JPL's Chris Boxe
Chris Boxe investigates the interaction of traces gases with ice particles, such as cirrus clouds and aircraft contrails in the atmosphere. Image credit: NASA/JPL
Christopher Boxe isn't yet 30 years old, but he's already become an expert in the field of environmental science. He's a scientist and engineer, with two master's degrees -- one in planetary science, the other in environmental science -- and a Ph. D in environmental science and engineering from the California Institute of Technology.

As a child Boxe lived in Kingston, Jamaica. He and his family moved to the United States when he was 6 years old to escape poverty, and allow him and his older brother to attend better schools. Boxe was interested in space and decided to study geological and planetary sciences at Morehouse College in Atlanta. Morehouse is the nation's only historically black, private liberal arts college for men. There he met a man who would change his life: Dr. James King, Jr. who worked at JPL for almost 35 years as a senior chemist and assistant laboratory director for technical divisions. King taught Boxe chemistry and encouraged him to pursue his post-grad and doctoral studies at Caltech. "Dr. King and my advisers at Caltech were patient and gave me opportunities to prove my intellectual potential," Boxe said. "Dr. King really helped shaped my career."

Tasks to complete:
#1 According to the profile of Chris Boxe, how old was Boxe when his family moved to the United States?
#2 Write a continuation of the profile of Chris Boxe that picks up after its last sentence.

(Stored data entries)
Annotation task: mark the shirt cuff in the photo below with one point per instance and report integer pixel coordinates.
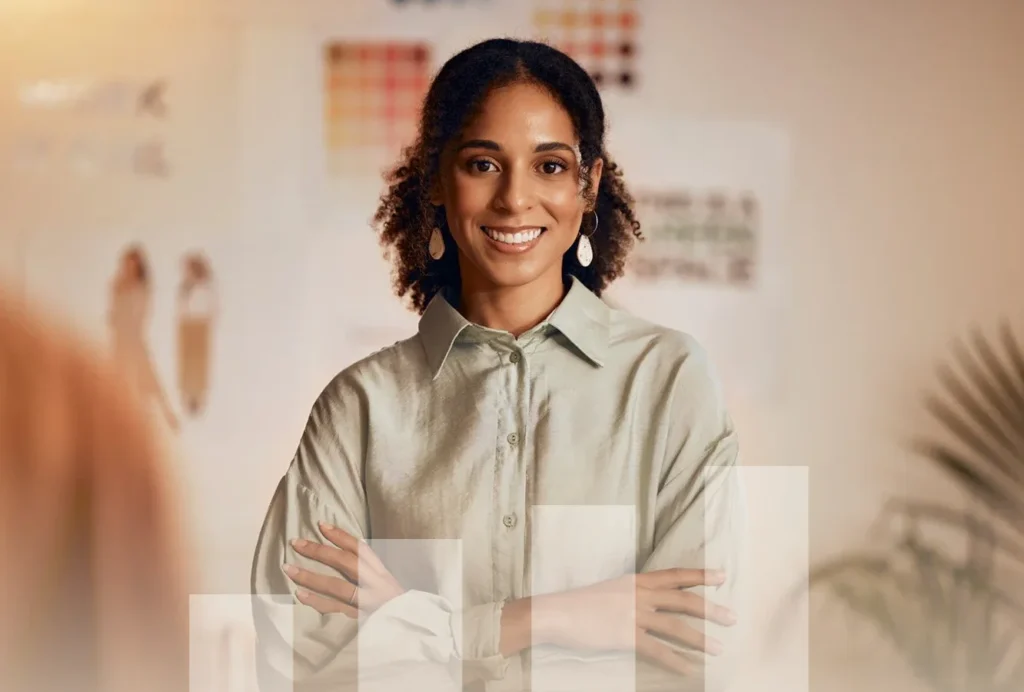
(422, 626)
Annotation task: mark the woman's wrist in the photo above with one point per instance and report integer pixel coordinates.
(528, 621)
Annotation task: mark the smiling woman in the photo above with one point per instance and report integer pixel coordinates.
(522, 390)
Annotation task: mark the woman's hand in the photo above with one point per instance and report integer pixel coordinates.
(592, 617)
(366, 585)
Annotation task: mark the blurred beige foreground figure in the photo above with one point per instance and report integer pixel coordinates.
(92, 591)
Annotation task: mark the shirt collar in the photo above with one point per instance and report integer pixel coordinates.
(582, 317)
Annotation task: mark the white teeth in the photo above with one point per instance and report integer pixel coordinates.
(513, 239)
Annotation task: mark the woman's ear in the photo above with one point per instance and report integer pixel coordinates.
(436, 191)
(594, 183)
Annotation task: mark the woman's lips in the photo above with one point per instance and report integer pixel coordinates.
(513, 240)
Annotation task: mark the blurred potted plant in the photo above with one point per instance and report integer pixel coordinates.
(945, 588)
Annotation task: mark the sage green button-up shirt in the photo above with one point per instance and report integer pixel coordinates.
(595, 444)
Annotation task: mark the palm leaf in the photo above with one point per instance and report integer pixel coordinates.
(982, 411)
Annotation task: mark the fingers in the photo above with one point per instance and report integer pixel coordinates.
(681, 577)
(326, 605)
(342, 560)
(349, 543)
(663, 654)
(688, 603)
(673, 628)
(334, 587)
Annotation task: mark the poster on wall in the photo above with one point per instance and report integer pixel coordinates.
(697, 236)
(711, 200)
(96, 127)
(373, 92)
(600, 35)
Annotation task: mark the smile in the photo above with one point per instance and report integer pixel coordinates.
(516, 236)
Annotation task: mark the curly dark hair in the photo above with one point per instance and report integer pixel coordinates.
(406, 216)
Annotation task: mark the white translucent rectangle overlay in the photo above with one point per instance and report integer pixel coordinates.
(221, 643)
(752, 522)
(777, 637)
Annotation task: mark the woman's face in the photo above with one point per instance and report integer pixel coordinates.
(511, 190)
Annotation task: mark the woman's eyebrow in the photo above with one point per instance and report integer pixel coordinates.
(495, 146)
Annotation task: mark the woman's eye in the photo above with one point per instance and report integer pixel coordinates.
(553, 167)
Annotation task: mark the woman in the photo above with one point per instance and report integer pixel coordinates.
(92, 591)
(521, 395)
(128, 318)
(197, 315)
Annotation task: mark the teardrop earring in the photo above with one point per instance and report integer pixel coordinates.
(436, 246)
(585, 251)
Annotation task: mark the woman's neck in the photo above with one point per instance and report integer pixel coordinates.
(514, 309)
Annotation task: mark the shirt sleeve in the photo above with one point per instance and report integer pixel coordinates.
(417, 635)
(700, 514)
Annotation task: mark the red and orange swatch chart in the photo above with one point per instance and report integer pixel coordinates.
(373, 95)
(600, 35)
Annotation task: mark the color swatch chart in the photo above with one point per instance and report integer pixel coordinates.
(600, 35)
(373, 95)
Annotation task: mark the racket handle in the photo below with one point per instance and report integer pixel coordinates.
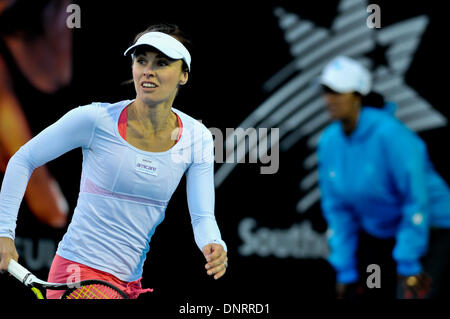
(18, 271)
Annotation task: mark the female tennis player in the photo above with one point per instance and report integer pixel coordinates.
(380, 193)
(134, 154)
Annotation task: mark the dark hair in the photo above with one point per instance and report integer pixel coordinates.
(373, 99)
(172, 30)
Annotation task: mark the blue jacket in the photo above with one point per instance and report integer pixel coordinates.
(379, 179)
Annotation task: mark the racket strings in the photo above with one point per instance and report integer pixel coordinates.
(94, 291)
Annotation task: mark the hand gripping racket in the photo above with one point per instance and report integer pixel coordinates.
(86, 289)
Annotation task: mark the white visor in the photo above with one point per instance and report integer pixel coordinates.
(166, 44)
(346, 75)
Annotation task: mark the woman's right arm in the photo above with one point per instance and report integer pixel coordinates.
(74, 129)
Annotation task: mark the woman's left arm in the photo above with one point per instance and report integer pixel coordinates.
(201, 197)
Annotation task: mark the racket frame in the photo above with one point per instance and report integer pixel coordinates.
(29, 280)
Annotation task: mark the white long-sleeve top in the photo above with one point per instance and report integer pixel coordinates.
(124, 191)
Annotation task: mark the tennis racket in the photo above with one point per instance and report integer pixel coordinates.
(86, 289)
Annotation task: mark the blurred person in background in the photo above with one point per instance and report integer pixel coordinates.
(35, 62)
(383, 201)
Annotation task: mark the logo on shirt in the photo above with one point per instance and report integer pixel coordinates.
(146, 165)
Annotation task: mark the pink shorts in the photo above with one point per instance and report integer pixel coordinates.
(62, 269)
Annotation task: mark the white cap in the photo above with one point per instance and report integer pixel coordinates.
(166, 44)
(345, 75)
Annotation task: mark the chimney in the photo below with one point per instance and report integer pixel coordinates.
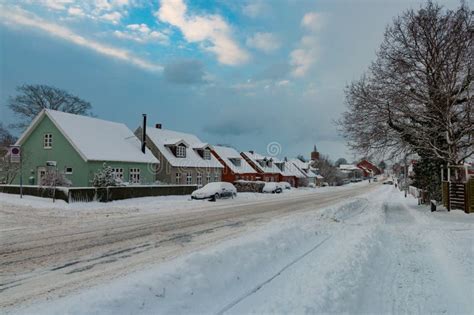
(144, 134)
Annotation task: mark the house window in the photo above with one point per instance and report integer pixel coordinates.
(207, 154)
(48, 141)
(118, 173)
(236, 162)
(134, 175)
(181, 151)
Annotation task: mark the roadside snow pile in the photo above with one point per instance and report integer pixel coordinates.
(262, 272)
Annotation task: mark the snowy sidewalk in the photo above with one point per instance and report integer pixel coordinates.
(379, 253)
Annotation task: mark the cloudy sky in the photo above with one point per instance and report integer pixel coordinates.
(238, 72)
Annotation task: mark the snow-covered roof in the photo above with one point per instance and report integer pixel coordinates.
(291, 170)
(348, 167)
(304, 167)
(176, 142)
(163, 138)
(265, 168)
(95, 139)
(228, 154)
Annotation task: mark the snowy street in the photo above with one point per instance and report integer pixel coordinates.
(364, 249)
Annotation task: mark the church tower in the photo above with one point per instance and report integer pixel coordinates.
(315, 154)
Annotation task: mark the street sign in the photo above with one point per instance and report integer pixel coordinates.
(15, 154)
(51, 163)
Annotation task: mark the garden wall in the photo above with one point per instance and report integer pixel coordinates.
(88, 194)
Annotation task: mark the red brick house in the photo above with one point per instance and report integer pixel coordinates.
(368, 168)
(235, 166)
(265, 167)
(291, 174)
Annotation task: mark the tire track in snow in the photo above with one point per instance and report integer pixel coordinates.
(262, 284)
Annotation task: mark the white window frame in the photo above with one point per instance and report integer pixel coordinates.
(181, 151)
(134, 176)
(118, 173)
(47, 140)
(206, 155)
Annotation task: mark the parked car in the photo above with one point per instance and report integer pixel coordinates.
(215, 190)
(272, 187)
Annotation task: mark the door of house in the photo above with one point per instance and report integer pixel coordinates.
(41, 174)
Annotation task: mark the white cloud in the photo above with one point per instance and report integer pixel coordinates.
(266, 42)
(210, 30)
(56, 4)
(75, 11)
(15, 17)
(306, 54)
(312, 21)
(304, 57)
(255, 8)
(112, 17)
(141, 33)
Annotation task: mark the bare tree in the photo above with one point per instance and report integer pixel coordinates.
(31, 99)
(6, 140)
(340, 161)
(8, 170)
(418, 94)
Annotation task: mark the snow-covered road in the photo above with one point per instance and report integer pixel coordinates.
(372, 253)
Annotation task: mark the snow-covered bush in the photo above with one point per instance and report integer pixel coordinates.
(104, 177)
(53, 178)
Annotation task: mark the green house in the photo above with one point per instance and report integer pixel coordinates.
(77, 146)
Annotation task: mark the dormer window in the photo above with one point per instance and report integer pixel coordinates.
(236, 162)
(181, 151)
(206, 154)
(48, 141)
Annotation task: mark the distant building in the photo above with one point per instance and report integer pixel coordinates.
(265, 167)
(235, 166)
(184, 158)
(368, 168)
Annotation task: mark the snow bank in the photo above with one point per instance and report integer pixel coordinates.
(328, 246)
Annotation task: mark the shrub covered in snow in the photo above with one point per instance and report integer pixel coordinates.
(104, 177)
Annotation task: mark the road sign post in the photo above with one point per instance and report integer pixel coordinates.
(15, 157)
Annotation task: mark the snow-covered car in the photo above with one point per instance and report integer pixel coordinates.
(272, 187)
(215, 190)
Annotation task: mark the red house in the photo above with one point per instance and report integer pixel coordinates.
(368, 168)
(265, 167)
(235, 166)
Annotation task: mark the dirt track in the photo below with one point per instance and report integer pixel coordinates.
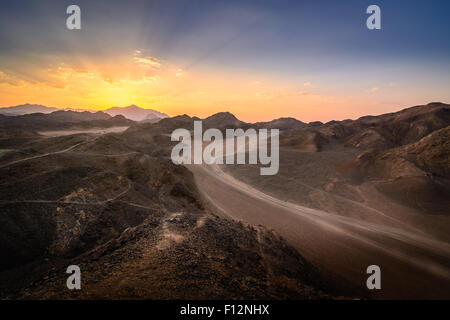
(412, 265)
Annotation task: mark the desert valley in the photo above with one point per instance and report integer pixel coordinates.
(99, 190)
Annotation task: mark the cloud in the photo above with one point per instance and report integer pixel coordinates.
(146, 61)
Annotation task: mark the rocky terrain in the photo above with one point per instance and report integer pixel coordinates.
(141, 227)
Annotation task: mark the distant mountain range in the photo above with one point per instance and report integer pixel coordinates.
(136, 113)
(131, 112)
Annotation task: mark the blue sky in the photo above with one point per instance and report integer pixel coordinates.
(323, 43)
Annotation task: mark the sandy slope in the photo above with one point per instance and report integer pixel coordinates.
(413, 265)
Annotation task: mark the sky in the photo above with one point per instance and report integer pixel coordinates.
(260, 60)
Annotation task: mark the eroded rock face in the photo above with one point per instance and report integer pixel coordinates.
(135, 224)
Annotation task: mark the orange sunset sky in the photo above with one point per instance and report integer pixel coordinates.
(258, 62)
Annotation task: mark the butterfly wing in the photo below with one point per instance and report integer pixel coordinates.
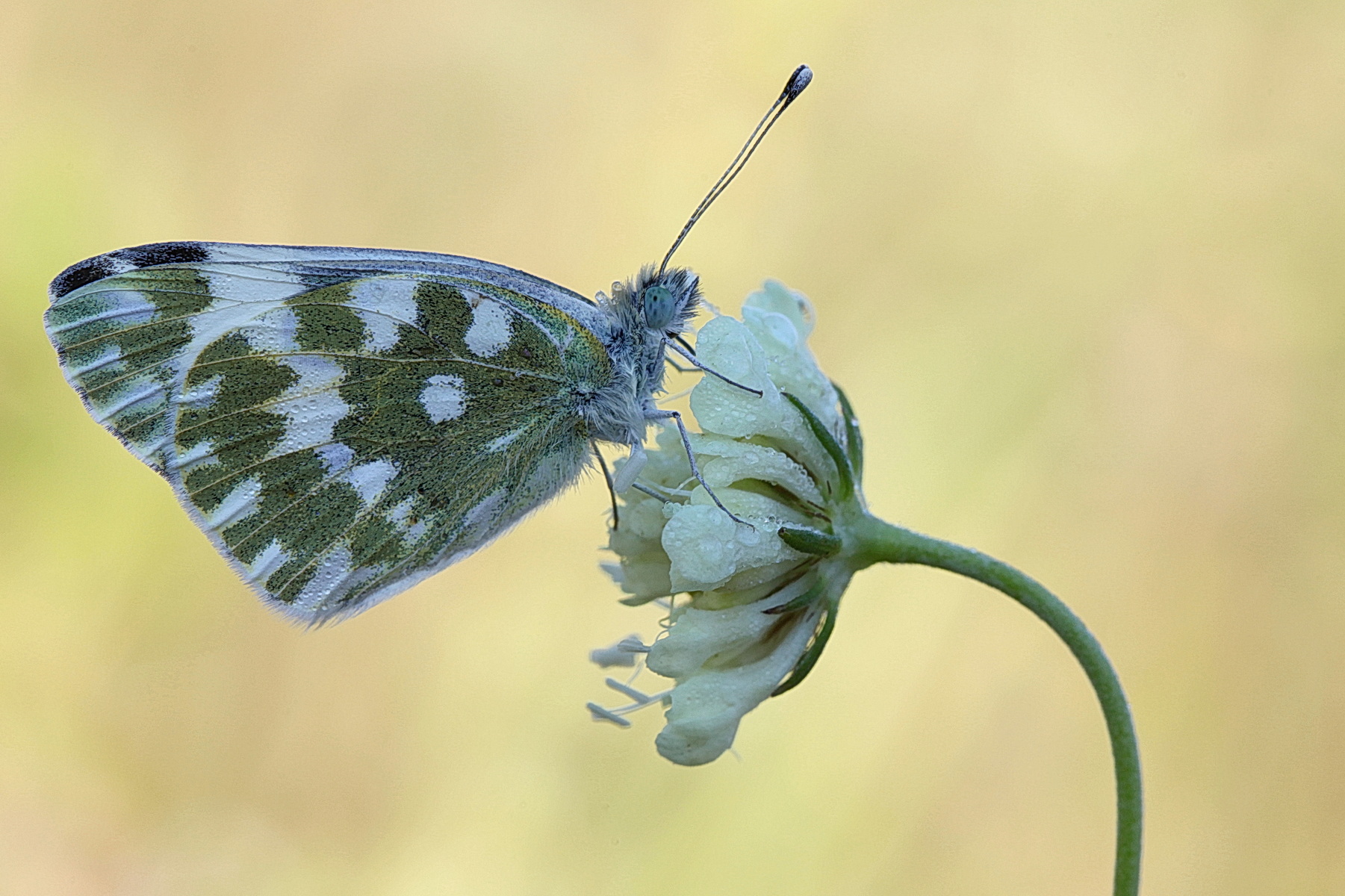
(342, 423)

Results for each task:
#1 He was 6 years old.

#2
During his current post-doctoral fellowship at JPL, Boxe conducts laboratory and computer simulations of surface chemistry on Earth to determine how it relates to environmental occurrences such as climate change. "My personal opinion is that global warming is occurring," he says. "The real question to answer is to what extent it is caused by human-induced activity as opposed to natural causes."

Trying to figure out the answer, Boxe and his colleague Alfonso Saiz-Lopez created a complex computer system, known as a condense phase-to-air transfer model, that studies Antarctic sea-ice and its interaction with gases over coastal Antarctica.

King also inspired Boxe's desire to work in academia. One of his goals is to teach environmental chemistry at Georgia Institute of Technology in Atlanta. "I really want to inspire minority students to attain a higher education, especially students at Morehouse and other schools in the Atlanta University Center Consortium,which includes Spelman College and Clark Atlanta University," he said. "Interacting with students is my passion, and it's what really drives me. For me, there's no better way to constantly learn than studying."